Prompt –
The line containing "the wooden sleigh" marks where to begin; quote it and every line after it through the end of the data, exactly as written.

Natural-language object grounding data –
+--
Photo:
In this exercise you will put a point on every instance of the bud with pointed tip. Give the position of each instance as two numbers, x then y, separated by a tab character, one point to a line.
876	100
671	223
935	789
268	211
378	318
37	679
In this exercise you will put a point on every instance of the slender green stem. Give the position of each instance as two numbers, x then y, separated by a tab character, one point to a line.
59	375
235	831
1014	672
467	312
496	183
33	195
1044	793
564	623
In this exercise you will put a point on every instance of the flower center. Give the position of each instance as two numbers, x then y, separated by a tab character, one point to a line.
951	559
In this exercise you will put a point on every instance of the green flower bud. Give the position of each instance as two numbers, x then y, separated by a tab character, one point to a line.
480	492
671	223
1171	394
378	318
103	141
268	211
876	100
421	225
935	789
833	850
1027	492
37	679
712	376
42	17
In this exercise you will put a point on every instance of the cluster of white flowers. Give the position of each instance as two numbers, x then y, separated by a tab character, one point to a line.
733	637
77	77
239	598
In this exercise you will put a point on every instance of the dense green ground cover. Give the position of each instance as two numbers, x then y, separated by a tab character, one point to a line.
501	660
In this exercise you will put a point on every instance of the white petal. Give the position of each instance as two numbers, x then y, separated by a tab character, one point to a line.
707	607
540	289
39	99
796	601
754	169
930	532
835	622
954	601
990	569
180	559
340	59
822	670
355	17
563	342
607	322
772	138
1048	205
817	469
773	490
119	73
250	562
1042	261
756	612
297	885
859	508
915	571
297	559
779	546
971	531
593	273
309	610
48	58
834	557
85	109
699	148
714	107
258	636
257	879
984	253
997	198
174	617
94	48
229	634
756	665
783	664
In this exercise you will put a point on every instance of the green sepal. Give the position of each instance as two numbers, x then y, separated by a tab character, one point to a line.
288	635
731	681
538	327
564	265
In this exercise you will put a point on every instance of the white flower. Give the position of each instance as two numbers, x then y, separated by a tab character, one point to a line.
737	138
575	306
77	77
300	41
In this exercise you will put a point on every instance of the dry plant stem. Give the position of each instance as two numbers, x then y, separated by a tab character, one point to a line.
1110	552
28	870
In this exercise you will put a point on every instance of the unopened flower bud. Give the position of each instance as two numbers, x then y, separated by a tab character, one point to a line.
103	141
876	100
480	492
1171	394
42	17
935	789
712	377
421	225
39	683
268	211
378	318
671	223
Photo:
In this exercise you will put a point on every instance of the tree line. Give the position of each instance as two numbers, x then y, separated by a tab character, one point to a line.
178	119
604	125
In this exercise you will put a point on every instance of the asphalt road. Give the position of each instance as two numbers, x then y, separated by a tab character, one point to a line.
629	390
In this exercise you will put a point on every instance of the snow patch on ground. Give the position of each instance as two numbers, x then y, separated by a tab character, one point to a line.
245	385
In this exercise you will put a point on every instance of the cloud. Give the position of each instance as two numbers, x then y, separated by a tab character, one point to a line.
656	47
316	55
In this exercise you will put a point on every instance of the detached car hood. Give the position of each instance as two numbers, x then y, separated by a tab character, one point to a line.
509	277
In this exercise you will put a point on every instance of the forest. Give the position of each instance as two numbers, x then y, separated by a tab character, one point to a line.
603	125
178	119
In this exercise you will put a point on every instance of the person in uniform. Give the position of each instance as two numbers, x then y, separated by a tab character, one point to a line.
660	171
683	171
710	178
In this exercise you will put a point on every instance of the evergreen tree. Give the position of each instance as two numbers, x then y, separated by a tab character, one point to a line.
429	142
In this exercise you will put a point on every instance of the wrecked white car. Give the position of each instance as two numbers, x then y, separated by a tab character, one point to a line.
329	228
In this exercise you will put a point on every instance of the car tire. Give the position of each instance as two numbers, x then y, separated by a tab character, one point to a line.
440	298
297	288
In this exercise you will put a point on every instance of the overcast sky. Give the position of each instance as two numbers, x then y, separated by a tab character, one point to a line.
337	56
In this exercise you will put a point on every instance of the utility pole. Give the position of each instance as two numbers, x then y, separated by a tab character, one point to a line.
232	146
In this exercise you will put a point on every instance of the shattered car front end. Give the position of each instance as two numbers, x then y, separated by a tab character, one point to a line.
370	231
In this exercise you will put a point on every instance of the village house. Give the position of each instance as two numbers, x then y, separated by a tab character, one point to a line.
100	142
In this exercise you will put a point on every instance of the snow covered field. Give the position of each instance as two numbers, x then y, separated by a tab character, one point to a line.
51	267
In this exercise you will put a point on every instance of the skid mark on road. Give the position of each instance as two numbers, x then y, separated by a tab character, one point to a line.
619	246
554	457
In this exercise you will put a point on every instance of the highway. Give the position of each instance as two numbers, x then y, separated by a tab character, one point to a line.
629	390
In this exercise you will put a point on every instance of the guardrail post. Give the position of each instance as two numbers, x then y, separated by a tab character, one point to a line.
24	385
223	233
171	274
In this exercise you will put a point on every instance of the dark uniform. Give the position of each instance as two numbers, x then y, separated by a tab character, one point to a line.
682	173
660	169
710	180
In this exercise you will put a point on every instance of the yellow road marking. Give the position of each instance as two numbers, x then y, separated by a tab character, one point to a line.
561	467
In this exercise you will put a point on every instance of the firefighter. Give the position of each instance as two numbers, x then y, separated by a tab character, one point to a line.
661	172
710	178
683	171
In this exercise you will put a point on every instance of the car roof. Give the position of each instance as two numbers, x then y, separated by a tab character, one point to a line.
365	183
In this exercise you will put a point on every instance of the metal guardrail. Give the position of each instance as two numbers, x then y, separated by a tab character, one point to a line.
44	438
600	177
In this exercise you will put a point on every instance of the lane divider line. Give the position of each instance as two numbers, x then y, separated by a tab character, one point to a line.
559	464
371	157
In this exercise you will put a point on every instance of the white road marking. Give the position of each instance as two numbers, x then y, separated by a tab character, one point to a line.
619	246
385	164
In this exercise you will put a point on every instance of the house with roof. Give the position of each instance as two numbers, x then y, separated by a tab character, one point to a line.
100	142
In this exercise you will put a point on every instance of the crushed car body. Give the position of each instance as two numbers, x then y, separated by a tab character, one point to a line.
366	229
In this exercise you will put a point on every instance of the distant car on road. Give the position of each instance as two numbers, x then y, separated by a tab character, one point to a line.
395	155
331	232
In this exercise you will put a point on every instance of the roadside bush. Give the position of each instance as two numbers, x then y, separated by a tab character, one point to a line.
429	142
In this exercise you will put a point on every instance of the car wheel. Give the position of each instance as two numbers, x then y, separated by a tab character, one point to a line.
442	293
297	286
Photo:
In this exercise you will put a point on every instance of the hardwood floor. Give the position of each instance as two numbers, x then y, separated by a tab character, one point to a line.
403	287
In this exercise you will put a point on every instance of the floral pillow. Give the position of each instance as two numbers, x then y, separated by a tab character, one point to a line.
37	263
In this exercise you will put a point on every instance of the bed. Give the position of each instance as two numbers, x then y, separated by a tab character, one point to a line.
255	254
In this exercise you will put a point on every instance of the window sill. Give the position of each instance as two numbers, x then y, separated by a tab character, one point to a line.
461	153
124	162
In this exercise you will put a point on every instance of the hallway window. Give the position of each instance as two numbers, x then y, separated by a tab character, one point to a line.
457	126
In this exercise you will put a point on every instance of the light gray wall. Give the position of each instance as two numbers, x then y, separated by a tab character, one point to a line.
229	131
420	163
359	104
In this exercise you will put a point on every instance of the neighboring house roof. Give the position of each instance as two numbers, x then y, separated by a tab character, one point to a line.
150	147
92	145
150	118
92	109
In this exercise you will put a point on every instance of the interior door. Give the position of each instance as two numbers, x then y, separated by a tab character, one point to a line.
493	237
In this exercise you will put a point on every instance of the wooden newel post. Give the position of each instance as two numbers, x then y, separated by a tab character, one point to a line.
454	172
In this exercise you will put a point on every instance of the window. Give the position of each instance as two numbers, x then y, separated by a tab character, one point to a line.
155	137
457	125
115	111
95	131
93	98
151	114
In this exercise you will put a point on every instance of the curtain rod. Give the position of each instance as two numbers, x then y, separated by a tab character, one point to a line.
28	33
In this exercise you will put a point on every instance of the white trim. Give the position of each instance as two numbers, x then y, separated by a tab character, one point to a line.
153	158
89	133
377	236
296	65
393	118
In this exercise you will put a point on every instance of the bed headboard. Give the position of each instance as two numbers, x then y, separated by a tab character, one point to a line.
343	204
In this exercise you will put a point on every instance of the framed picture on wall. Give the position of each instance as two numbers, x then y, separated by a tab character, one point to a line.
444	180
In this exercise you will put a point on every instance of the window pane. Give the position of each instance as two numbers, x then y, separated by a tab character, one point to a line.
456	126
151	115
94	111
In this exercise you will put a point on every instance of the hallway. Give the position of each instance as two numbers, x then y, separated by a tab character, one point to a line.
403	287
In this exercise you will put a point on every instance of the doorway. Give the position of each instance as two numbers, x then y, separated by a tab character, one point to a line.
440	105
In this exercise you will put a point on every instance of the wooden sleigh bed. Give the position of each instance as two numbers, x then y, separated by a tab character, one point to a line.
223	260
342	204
+--
Result for this exercise –
In this exercise you will put a point on every instance of the wooden sleigh bed. Give the position of each instance as two numbers, x then y, separated by a tab character, one point to a line.
223	260
342	204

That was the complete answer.